* [SELECTION]:
· · ·
Even though it’s impossible not to feel sad

about going a little too soon,

we’ll still laugh at the jokes being told,

we’ll look out the window to see if it’s raining,

or still wait anxiously

for the latest newscast …

Let’s say we’re at the front–

for something worth fighting for, say.

There, in the first offensive, on that very day,

we might fall on our face, dead.

We’ll know this with a curious anger,

but we’ll still worry ourselves to death

about the outcome of the war, even though it could last for years.

Let’s say we’re in prison

and close to fifty,

and we have eighteen more years, say, 

before the iron doors will open.

We’ll still live with the outside,

with its people and animals, struggle and wind–

I mean with the outside beyond the walls.

I mean, however and wherever we are,

we must live as if we will never die.

        III

This earth will grow cold one day,

a star among stars

and one of the smallest,

a gilded mote on blue velvet–

I mean this, our great Earth.

This earth will grow cold one day,

not like a block of ice

or a dead cloud even

but like an empty walnut it will roll along

in pitch-black space …

You must grieve for this right now

–you have to feel this sorrow now–

for the world must be loved this much

if you’re going to say “I lived” …

What’s My Edge?
· · ·
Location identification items
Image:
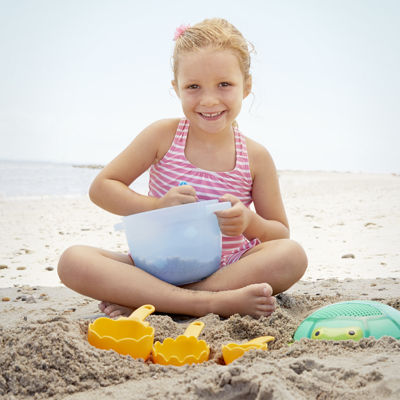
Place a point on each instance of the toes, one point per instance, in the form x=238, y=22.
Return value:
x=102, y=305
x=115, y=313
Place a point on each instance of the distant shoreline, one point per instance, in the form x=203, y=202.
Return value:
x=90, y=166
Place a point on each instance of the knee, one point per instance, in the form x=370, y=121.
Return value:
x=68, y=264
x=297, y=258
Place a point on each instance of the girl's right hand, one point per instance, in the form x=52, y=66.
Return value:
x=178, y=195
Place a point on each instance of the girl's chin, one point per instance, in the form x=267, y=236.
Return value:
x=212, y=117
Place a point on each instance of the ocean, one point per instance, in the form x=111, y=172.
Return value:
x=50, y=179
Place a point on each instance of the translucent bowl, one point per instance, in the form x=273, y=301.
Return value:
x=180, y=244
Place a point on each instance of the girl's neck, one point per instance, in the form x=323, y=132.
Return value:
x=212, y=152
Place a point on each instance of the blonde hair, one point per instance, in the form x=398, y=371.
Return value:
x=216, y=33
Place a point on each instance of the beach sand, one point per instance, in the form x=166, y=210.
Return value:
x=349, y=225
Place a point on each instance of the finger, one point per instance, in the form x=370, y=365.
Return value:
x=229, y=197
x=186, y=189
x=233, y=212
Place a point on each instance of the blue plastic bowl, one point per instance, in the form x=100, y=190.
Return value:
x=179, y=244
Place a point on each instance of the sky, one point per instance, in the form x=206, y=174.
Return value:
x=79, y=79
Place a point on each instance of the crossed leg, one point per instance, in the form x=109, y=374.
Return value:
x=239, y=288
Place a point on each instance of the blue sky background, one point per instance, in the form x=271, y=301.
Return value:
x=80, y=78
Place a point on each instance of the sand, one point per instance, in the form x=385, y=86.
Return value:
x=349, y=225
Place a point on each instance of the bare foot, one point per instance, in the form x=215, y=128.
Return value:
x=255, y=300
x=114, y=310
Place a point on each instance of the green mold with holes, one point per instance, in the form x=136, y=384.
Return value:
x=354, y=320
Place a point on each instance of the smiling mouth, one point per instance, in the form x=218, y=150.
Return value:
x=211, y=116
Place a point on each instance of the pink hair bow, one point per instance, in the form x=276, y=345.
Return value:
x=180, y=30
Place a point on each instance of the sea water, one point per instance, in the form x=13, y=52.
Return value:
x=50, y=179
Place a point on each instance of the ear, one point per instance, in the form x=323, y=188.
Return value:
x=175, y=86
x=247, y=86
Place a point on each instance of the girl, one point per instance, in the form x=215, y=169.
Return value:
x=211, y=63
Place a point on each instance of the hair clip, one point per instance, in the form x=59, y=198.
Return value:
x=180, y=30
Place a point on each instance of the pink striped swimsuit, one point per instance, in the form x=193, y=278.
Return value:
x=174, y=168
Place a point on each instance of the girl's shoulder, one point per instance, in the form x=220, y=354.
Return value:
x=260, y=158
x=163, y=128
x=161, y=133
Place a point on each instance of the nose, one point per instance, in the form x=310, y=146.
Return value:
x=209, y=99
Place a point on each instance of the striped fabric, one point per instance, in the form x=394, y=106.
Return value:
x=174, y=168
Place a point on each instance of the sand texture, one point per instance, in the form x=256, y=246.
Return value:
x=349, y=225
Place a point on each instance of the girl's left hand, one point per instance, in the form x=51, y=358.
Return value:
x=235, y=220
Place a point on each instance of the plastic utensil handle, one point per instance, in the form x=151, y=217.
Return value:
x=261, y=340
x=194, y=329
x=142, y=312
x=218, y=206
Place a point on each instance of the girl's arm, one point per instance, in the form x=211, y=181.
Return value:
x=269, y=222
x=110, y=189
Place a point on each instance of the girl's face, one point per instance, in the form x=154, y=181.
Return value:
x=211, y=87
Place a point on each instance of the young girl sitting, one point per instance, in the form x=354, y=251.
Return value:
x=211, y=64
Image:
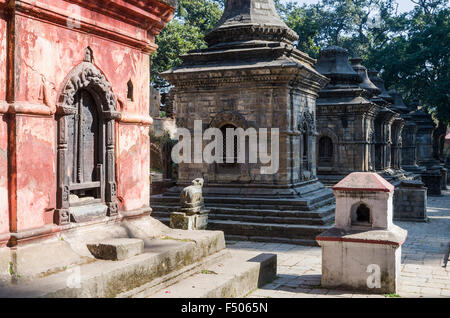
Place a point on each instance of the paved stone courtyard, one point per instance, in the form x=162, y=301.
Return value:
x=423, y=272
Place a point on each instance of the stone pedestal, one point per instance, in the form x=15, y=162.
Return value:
· · ·
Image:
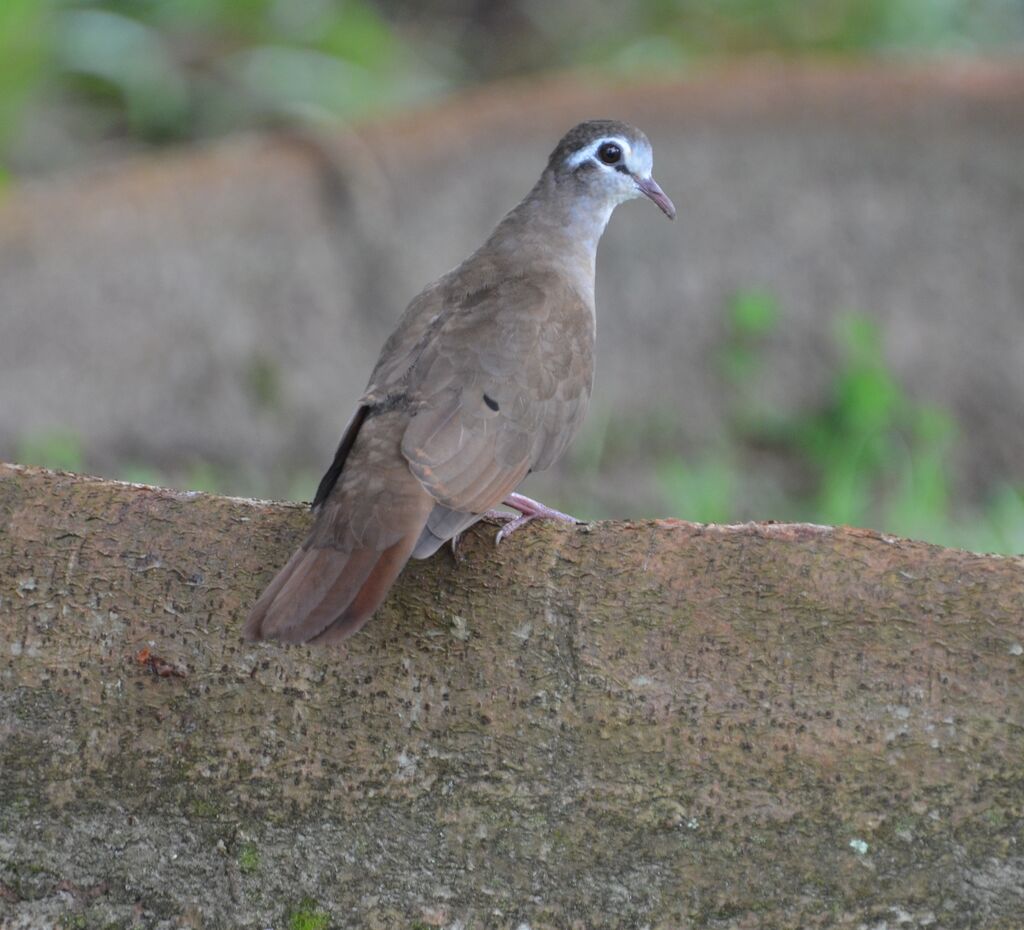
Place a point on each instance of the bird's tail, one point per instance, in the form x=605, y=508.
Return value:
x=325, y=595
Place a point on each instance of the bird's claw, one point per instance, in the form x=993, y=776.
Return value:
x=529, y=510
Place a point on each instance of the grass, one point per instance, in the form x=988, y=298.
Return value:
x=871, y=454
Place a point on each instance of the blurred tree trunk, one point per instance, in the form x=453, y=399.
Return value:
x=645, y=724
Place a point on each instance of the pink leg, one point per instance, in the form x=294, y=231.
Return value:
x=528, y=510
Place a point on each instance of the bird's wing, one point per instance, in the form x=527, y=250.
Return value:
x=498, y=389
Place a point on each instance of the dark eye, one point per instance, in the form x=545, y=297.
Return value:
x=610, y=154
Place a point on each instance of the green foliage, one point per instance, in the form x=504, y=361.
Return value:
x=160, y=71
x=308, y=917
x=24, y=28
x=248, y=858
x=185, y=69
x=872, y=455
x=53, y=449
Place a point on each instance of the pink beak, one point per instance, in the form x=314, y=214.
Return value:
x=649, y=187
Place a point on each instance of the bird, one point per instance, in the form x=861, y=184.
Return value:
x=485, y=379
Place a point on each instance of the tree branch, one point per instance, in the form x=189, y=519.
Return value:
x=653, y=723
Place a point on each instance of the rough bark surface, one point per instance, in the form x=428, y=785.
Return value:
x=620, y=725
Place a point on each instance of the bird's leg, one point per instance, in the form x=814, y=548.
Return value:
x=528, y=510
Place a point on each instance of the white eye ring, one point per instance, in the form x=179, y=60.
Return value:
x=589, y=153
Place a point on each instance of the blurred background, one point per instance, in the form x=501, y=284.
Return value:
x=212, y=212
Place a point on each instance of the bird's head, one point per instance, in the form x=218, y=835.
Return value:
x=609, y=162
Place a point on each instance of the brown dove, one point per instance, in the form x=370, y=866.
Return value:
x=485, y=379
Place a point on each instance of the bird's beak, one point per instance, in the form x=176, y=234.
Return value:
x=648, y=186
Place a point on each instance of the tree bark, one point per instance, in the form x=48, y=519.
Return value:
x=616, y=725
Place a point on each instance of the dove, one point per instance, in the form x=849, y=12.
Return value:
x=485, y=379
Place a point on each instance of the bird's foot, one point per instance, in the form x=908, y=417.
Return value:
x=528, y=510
· · ·
Answer these questions on the poem:
1. In the lines about being at the front, when might "we" fall on our face, dead?
2. In the lines about prison, how many more years remain before the iron doors open?
3. In section III, what will the earth roll along like in pitch-black space?
The records are separate material from the poem.

1. In the first offensive, on that very day.
2. Eighteen more years.
3. Like an empty walnut.